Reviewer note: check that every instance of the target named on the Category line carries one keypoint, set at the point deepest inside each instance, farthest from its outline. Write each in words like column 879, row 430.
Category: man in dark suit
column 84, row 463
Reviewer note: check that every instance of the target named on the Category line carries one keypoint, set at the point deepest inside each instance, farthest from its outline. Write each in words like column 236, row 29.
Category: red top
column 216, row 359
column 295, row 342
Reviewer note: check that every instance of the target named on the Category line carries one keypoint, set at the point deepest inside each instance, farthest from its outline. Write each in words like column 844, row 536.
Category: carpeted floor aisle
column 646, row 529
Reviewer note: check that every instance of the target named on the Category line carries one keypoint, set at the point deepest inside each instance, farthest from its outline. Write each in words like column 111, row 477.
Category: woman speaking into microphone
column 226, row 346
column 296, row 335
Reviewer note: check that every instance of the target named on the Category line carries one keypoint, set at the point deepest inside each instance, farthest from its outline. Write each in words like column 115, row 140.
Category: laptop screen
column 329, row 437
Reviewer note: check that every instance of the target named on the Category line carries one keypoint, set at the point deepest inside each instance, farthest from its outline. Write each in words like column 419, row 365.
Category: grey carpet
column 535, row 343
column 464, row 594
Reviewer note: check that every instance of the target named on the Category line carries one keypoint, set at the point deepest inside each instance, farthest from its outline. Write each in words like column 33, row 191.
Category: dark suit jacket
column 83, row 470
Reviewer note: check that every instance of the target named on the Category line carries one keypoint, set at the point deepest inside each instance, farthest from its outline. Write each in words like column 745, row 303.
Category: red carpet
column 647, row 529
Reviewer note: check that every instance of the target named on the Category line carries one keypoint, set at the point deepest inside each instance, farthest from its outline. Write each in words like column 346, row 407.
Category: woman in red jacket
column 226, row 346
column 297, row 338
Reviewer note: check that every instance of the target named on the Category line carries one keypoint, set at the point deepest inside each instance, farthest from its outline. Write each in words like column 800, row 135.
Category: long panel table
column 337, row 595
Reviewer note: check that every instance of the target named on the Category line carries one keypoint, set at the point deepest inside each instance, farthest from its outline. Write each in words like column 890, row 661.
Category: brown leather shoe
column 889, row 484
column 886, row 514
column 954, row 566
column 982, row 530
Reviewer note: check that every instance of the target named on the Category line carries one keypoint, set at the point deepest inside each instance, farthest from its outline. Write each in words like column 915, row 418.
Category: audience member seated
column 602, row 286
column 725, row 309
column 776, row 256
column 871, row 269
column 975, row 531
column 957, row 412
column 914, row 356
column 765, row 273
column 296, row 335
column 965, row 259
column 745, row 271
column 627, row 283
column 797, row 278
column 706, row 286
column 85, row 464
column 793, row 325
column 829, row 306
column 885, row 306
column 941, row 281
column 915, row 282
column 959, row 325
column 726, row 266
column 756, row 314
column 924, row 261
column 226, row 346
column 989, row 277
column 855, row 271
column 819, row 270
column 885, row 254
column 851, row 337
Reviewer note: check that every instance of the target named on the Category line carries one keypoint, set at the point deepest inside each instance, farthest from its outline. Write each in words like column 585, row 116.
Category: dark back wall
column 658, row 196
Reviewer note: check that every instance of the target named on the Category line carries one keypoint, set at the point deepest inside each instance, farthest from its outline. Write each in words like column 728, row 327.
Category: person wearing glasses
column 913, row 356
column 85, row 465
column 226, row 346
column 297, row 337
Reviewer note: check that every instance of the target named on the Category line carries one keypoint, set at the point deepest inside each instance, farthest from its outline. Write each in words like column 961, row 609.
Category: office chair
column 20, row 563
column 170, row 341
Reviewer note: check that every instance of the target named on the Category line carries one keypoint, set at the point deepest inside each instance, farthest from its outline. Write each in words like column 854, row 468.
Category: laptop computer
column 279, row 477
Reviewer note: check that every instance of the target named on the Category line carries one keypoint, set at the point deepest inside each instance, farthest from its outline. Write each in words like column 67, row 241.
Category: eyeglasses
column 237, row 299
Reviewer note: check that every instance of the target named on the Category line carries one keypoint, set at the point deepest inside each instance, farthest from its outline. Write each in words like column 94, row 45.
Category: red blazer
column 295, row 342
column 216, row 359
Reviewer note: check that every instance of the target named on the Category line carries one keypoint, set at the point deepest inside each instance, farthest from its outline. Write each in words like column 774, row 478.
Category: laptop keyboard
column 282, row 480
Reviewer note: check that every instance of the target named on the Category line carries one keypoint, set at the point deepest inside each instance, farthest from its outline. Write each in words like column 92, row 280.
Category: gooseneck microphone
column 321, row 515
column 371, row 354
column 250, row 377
--
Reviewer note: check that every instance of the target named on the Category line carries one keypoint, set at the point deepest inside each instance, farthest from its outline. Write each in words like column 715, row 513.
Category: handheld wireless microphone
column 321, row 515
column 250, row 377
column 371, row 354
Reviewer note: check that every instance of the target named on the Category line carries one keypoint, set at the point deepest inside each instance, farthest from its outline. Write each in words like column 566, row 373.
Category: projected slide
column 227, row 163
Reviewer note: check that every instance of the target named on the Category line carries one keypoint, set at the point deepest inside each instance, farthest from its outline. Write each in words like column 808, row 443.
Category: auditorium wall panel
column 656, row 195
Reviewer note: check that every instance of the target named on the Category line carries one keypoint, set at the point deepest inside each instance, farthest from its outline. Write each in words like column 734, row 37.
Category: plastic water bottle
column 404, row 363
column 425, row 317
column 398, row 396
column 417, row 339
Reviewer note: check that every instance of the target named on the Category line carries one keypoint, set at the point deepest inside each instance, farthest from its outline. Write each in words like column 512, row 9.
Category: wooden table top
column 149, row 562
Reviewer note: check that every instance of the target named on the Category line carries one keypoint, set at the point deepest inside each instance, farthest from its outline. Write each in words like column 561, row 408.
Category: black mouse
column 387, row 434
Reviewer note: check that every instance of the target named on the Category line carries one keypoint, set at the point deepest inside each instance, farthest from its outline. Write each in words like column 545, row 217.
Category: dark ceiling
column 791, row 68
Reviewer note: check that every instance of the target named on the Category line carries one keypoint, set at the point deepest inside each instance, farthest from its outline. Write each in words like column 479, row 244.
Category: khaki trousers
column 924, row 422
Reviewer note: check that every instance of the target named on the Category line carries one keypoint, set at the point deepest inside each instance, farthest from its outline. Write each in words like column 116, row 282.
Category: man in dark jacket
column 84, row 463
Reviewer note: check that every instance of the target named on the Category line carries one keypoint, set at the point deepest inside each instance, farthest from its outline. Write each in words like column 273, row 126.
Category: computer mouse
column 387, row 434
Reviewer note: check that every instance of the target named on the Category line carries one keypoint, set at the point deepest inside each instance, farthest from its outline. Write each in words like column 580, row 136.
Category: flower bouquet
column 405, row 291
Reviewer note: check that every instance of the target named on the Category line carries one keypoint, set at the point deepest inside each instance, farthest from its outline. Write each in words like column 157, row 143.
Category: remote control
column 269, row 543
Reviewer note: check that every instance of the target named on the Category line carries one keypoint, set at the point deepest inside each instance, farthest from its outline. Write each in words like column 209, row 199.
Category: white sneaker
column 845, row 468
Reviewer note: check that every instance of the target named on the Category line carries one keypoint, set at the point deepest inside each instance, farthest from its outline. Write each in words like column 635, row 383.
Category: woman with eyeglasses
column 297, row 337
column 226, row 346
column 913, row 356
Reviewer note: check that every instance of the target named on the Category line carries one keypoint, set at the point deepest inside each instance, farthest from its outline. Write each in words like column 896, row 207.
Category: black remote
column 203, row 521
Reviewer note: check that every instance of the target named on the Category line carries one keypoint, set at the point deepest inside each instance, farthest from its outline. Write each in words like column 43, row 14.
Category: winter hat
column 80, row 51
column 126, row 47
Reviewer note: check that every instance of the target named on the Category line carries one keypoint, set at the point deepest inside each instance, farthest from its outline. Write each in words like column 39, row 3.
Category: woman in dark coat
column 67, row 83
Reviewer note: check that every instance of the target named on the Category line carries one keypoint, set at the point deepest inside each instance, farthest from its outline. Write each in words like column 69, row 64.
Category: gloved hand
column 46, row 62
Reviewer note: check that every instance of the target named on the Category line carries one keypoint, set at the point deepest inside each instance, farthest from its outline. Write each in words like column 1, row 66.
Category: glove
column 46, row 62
* * *
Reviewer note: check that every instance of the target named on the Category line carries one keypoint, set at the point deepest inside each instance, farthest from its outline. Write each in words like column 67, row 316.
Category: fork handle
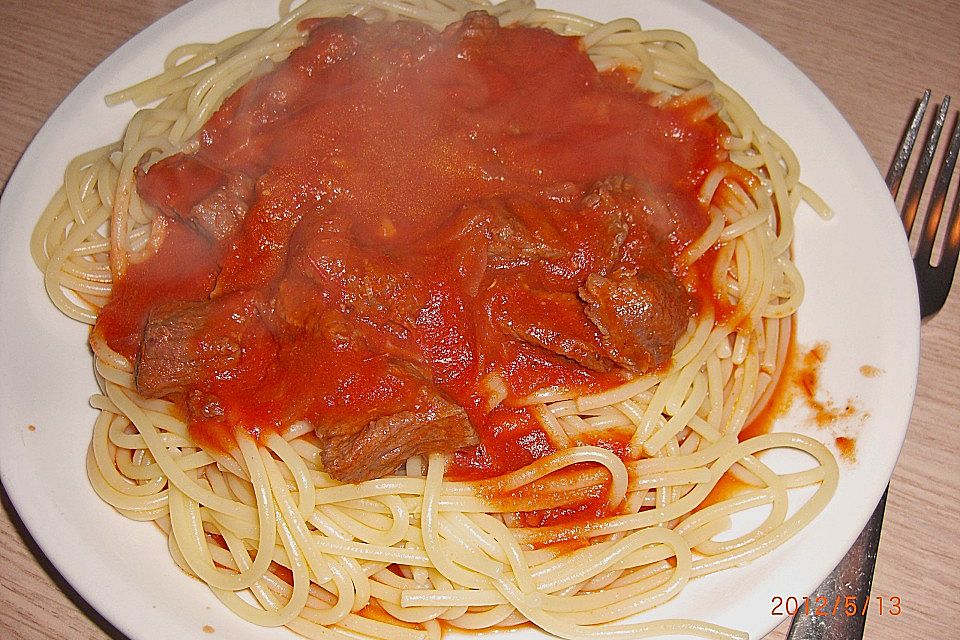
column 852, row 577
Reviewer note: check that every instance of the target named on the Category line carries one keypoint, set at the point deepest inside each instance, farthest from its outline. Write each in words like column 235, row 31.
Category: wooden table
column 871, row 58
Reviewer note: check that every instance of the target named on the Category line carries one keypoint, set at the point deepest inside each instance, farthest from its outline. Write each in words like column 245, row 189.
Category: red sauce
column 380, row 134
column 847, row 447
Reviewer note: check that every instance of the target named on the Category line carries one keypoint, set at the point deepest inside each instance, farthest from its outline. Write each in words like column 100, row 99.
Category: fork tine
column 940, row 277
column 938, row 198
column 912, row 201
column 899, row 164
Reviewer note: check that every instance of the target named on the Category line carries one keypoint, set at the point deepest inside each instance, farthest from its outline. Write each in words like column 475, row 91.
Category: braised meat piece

**Consigne**
Renvoyez chaque ligne des données contenant la chaîne « microphone ». La casse est significative.

**Tâche réalisée**
Category: woman speaking into microphone
Category: gooseneck microphone
Category: handheld wireless microphone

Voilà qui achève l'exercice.